Reading text:
● ● ● ● ●
Sunday, July 24, 2016

Singapore - Changes to boost disease-outbreak control

They include letting healthcare staff report outbreaks anonymously, beefing up IT systems that track incidents

Healthcare professionals will soon be able to anonymously report infectious disease outbreaks, and IT systems used to track these incidents will be beefed up.

These are some of the changes made at the recommendation of a task force set up last December to strengthen outbreak detection and response in Singapore.

The eight-member team's 15 recommendations also included measures to improve how the Ministry of Health (MOH) monitors infectious diseases, as well as establish a clear decision-making structure.

The team also proposed changes to boost communication between healthcare institutions and ensure such outbreaks can be properly handled even outside acute hospitals.

The task force, headed by Minister of State for Health Chee Hong Tat, was established in the wake of the hepatitis C outbreak at the Singapore General Hospital last year.

Then, 25 kidney patients admitted between January and September were diagnosed with the viral infection. Eight of them died.
● ● ● ● ●
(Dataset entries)
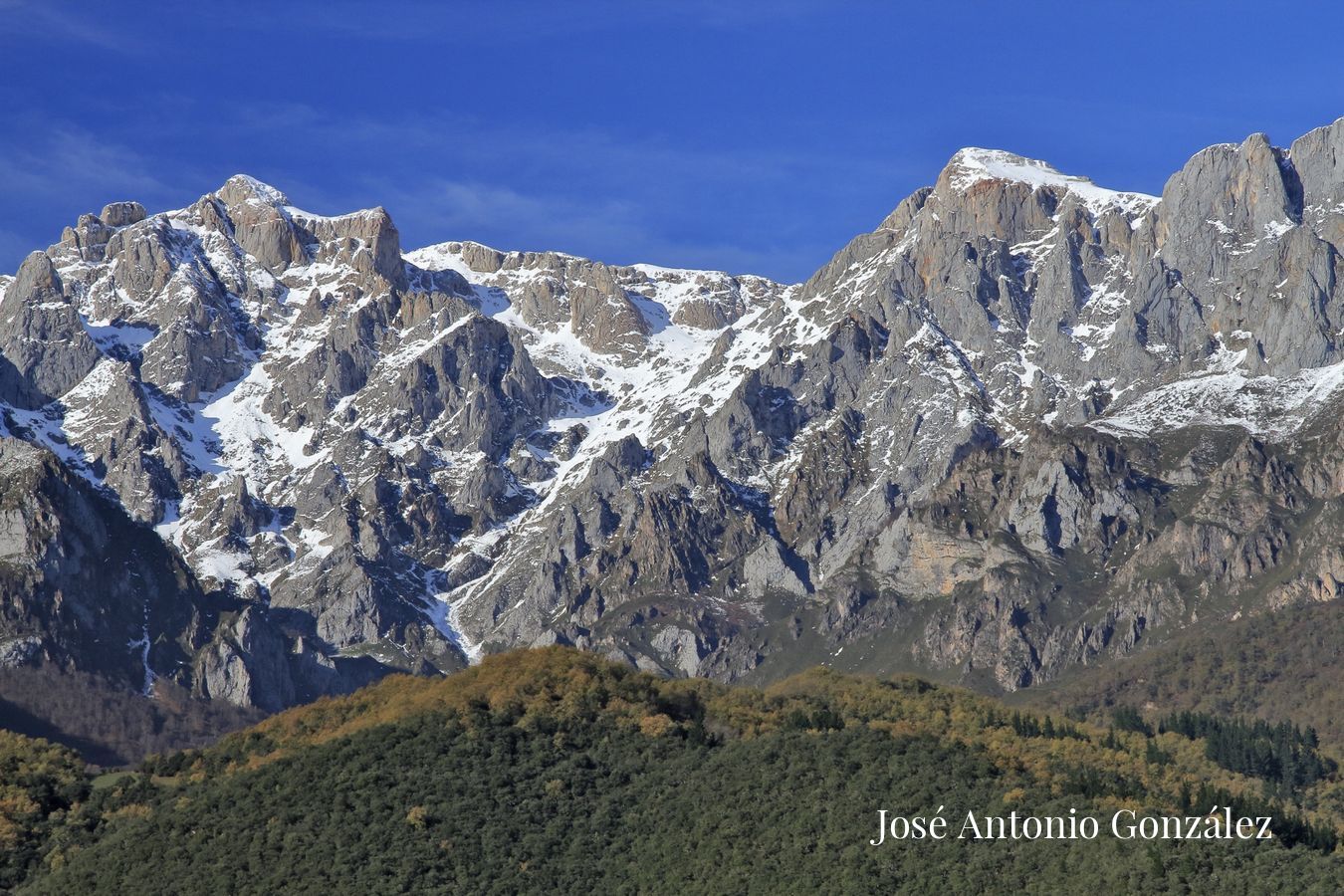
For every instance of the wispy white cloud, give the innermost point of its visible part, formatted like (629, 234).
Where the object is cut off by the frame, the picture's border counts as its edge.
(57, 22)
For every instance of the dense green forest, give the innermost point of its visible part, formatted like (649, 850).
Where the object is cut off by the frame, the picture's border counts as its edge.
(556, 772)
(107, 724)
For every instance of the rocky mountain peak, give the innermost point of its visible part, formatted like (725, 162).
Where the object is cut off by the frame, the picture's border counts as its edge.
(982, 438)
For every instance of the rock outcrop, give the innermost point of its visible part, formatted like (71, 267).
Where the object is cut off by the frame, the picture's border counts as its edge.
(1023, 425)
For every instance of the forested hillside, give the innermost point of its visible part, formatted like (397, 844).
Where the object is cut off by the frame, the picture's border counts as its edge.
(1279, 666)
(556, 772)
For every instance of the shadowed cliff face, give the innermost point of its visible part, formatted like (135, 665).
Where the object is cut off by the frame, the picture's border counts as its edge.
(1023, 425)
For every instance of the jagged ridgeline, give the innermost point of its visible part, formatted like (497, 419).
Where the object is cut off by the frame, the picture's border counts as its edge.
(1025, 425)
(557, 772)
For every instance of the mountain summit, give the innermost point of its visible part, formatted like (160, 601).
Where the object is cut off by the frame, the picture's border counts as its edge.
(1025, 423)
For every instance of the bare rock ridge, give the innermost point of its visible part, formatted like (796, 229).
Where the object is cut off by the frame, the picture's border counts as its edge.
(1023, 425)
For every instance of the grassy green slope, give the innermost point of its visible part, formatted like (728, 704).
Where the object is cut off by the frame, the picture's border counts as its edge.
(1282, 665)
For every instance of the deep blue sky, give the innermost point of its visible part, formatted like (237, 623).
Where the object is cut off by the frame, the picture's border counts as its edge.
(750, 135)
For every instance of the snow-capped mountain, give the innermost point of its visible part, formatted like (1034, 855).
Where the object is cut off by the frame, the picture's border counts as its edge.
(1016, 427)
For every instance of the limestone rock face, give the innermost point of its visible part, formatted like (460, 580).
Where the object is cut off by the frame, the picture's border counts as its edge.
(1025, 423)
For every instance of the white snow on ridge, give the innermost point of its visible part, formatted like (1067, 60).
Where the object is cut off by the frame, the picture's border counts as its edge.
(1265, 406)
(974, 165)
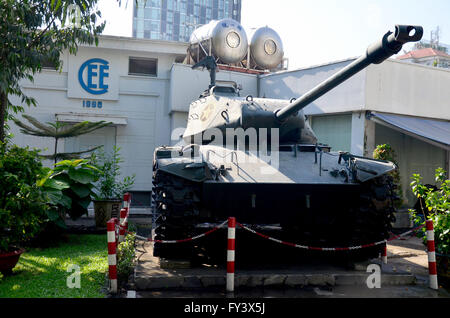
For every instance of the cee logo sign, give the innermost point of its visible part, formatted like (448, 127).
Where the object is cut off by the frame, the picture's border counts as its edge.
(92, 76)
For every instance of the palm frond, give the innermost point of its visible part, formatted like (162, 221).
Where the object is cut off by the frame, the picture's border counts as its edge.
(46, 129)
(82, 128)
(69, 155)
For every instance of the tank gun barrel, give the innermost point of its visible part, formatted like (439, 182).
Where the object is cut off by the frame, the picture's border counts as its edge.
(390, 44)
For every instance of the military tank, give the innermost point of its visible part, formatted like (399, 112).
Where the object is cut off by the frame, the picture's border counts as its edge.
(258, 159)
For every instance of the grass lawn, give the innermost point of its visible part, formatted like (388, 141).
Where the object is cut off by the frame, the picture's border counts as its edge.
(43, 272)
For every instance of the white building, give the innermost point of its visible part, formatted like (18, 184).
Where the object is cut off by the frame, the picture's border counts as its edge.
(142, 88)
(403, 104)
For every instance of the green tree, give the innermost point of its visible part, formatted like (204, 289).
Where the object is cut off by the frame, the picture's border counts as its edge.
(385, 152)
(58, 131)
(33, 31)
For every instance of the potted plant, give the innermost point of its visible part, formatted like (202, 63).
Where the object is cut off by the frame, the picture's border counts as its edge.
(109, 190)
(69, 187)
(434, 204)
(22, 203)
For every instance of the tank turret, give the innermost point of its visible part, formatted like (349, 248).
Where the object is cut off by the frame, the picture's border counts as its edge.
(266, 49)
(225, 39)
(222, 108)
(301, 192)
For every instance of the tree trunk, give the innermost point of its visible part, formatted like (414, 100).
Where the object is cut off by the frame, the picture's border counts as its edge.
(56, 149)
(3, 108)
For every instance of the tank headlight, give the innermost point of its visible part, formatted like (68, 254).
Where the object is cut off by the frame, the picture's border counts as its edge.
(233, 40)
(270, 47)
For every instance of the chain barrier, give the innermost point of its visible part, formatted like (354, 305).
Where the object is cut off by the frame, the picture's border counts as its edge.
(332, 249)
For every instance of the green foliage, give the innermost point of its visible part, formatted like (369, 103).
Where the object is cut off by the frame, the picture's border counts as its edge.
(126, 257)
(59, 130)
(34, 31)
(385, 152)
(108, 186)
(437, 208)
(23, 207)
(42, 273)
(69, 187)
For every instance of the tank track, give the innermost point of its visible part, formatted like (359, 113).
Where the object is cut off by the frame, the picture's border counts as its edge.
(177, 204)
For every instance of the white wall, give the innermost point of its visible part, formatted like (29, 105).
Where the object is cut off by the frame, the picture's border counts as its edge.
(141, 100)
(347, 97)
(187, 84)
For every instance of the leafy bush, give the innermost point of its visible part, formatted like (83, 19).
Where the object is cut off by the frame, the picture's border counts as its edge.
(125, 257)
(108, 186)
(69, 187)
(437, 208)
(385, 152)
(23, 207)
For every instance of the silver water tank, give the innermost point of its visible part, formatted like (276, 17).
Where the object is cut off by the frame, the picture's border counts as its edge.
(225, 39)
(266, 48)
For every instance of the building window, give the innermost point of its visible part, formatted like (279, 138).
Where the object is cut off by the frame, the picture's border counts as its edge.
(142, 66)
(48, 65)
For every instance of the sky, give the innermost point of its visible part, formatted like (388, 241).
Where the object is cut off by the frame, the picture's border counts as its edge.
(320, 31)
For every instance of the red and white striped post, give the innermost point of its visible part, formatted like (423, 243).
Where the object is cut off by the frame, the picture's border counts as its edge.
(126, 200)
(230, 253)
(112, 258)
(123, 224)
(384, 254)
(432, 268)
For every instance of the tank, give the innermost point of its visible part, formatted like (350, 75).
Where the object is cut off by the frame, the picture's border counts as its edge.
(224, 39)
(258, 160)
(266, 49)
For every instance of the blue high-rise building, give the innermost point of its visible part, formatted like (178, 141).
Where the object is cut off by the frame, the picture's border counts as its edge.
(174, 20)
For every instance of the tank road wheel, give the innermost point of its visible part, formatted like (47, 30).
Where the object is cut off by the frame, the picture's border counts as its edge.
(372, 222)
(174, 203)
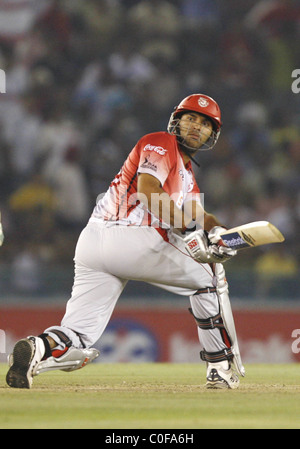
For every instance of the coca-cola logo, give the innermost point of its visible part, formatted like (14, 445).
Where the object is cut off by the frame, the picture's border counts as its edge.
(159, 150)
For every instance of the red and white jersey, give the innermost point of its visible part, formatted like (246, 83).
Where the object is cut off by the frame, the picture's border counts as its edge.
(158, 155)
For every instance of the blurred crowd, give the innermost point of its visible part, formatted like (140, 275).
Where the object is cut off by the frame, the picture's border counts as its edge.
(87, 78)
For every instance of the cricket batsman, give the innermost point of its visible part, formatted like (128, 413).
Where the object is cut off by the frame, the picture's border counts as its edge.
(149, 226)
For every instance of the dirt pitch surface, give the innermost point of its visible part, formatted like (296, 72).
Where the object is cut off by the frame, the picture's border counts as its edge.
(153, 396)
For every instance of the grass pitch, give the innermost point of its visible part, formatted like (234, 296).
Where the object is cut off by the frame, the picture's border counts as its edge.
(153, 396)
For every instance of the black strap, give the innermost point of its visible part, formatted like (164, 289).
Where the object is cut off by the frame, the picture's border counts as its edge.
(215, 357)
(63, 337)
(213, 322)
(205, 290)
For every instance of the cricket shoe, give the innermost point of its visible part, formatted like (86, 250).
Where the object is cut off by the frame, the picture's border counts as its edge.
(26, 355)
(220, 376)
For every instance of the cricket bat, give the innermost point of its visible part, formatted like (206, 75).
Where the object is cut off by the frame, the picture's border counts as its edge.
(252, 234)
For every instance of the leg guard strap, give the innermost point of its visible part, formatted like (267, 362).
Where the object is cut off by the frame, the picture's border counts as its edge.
● ● ● ● ●
What to do: List every change or measure the article on Singapore's disease-outbreak control says came from the task force's recommendations or proposals. These dataset entries have no connection to the article about disease-outbreak control in Singapore.

Answer:
- Letting healthcare professionals report infectious disease outbreaks anonymously
- Beefing up the IT systems used to track these incidents
- Improving how the Ministry of Health (MOH) monitors infectious diseases
- Establishing a clear decision-making structure
- Boosting communication between healthcare institutions
- Ensuring outbreaks can be properly handled even outside acute hospitals